Activity:
All of the records below are to be printed exactly; the pictures are to be left out.

Material shown:
----------
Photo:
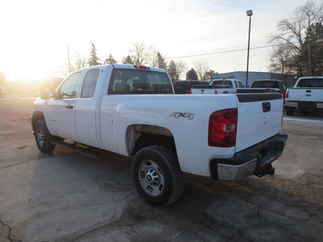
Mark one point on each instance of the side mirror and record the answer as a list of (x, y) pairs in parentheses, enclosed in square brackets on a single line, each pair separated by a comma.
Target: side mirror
[(44, 94)]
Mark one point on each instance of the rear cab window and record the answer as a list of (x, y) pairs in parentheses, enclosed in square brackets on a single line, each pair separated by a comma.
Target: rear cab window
[(137, 81), (71, 86), (89, 83), (265, 84), (222, 84), (310, 83)]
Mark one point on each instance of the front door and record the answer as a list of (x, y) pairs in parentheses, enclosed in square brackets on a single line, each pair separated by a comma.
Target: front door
[(61, 118)]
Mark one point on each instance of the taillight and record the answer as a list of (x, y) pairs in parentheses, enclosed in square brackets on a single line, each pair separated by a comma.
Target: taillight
[(223, 128), (286, 94)]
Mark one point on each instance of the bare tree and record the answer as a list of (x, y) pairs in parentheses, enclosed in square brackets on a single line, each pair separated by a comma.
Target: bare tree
[(201, 70), (138, 54), (293, 45), (181, 68)]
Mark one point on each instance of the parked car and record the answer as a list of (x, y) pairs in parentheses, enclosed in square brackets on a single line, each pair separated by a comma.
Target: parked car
[(185, 87), (273, 84), (306, 95), (218, 86), (132, 110)]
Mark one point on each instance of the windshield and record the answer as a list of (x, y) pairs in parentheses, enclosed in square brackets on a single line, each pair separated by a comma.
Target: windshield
[(265, 84), (313, 82), (132, 81), (221, 84)]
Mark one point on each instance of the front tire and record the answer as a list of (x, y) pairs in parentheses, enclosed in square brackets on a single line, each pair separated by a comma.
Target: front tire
[(157, 175), (42, 136)]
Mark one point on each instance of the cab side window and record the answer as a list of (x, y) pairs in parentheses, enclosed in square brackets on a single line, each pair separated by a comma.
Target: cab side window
[(89, 83), (71, 86)]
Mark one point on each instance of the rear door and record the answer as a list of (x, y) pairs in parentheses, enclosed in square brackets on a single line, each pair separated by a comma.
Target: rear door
[(259, 118), (86, 109)]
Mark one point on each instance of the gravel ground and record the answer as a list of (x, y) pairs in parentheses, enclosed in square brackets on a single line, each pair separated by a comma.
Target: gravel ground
[(75, 197)]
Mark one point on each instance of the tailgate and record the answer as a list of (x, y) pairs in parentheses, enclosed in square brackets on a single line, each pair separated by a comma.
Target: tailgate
[(259, 118)]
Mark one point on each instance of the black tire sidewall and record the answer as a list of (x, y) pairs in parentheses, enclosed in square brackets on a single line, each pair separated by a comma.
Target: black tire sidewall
[(162, 159), (48, 147)]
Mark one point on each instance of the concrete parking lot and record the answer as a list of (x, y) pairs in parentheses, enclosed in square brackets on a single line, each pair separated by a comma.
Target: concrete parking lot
[(75, 197)]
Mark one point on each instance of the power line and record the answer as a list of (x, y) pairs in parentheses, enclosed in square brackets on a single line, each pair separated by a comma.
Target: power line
[(223, 52)]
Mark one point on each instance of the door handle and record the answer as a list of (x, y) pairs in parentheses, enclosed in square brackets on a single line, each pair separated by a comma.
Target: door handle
[(69, 106)]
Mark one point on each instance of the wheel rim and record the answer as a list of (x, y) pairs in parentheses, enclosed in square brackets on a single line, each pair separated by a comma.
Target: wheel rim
[(40, 134), (151, 178)]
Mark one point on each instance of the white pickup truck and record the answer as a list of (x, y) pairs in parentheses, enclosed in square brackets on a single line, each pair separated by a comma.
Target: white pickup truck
[(306, 95), (218, 86), (133, 111)]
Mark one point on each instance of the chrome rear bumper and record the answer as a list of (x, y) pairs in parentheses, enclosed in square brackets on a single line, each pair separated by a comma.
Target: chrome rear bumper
[(255, 160)]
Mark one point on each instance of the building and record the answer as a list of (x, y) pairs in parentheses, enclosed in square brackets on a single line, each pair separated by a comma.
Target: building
[(241, 75)]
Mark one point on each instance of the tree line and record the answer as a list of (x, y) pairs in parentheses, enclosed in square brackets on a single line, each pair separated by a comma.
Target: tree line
[(299, 41), (139, 54)]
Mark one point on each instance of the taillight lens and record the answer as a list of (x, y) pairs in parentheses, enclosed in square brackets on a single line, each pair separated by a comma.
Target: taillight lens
[(223, 128), (286, 94)]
----------
Response box:
Photo:
Mark one point on each instance of the side mirror and record the answer as a list of (x, y) pairs in parentheses, enclosed in square brackets on a single line, each pair separated by a comma.
Target: side mirror
[(44, 94)]
Mark one point on each instance of the rear cab window and record the answer as a list of (x, y) pairs in parentheses, enclosed in square brackets on a single line, each pair separated by a comma.
Target: rear cab window
[(137, 81), (71, 86), (89, 83), (265, 84), (222, 84), (310, 83)]
Mark one point on each instance of the front door and record the answer as a list of (x, y) pairs in parentheses, enclosed in square brackets on a single line, each pair separated by a comma.
Target: front door
[(61, 118)]
Mark one point on each instance of the taillight and record the answer as a list of (x, y) pairs in parentheses, enclosed in square brackets on a single line, each pair separated by a comma.
Target: taillight
[(223, 128), (286, 94)]
Mark one point on each instance of the bare tree and record the answer as a list of (x, y) pairs in parentheses, enclosed in square brackets on a single line, each pair separated by a comma.
Target: bare tree
[(201, 70), (138, 54), (293, 45), (181, 68)]
Mark one point on each instance of the parked car and record the answer as a list of (x, y) pairs in parentheses, enclosed in square brackets on a single line, each pair separated by a comma.
Target: parked car
[(185, 87), (273, 84), (306, 95), (218, 86), (132, 110)]
Mark one point on each instance of the windshield and record the answer as a list of (x, y) pairs in parentheses, enclosed in square brackets on a single line, each pair separated by a comma.
Target: windshield
[(265, 84), (313, 82), (132, 81), (221, 84)]
Mark one point on each instance of the front tire and record the answer as a list of (x, y) pairs in parentheses, enclosed in square brackets on a single line, each pair separated by a comma.
Target: front tire
[(157, 175), (42, 136)]
Mark one point on each instance of the cab side window and record the answer as a list of (x, y) pairs in parentheses, enclosed in square brackets on a single line, each pair separated by a comma.
Target: cab side window
[(89, 83), (71, 86)]
Mark one point on each instance of the rear door and record the answer as a list of (x, y) pairs in parentheses, enclosed in square brackets on a single line, each pair separated by a comma.
Target: rear door
[(259, 118), (86, 109)]
Mark one point on each instance of the gravel ground and record the answer as a list of (x, y) pairs in parentheses, enclosed in square brackets on a single line, each pair separated by a comma.
Target: gravel ground
[(75, 197)]
Mark one point on each instance of the tailgate and record the answer as a list of (x, y) pairs in parentheses, enclosed in square brackets on a single line, each pair separated by a comma.
Target: tailgate
[(259, 118)]
Mark one point on each instance of the black tire sidewall and record the answer as a list of (x, y) pairs in parentheses, enclosed in square brackets on a single line, each pair separated by a comma.
Target: black tire sidewall
[(162, 159), (48, 147)]
Mark one point on each instance of the concrete parking lot and record the answer as a list of (x, y) pairs in parentheses, enclosed in square brackets on a single line, each pair separated by a comma.
Target: concrete parking lot
[(75, 197)]
Mark one point on each instance of the power line and record the answer as a list of (x, y) pairs in parentheses, enclosed in square brackets on a single line, each pair separated by a comma.
Target: power line
[(223, 52)]
Mark one point on each instance of the door handle and record the answer as a list of (x, y) pairs in parentheses, enclosed in square brackets on a single line, each pair separated by a comma.
Target: door handle
[(69, 106)]
Mark one point on each instance of the wheel rim and record the answer as a list of (x, y) pairs in parentheses, enclosed in square brackets on a single line, each pair separated by a comma.
Target: wheel rim
[(40, 134), (151, 178)]
Mark one point on each instance of the white pickup truck and record the answer as a list of (x, y) pairs in parentheses, enclosed in square brackets on a single line, each pair separated by a comma.
Target: white pickup truck
[(306, 95), (218, 86), (133, 111)]
Mark one point on each instance of the chrome rear bumper and record the answer as a list of (x, y) pairs in parentheses, enclosed in square brackets on a single line, each pair separated by a comma.
Target: chrome rear bumper
[(255, 160)]
Mark one point on each instance of the building and record the answer as a list of (x, y) pairs in parentheses, enclosed in square brackets on a single line, each pair separated by a comma.
Target: building
[(241, 75)]
Mark one point on each instance of the tree line and record the answer as a list of (x, y) pairs in parentheses, enclosed in square brackets on a single line, each pair separated by a comma.
Target: tree line
[(299, 41), (139, 54)]
Mark one point on each instance of the taillight lens and record the answer as a list of (x, y) pairs in parentheses, enclosed in square brackets on a single line, each pair separated by a comma.
Target: taillight lens
[(223, 128), (286, 94)]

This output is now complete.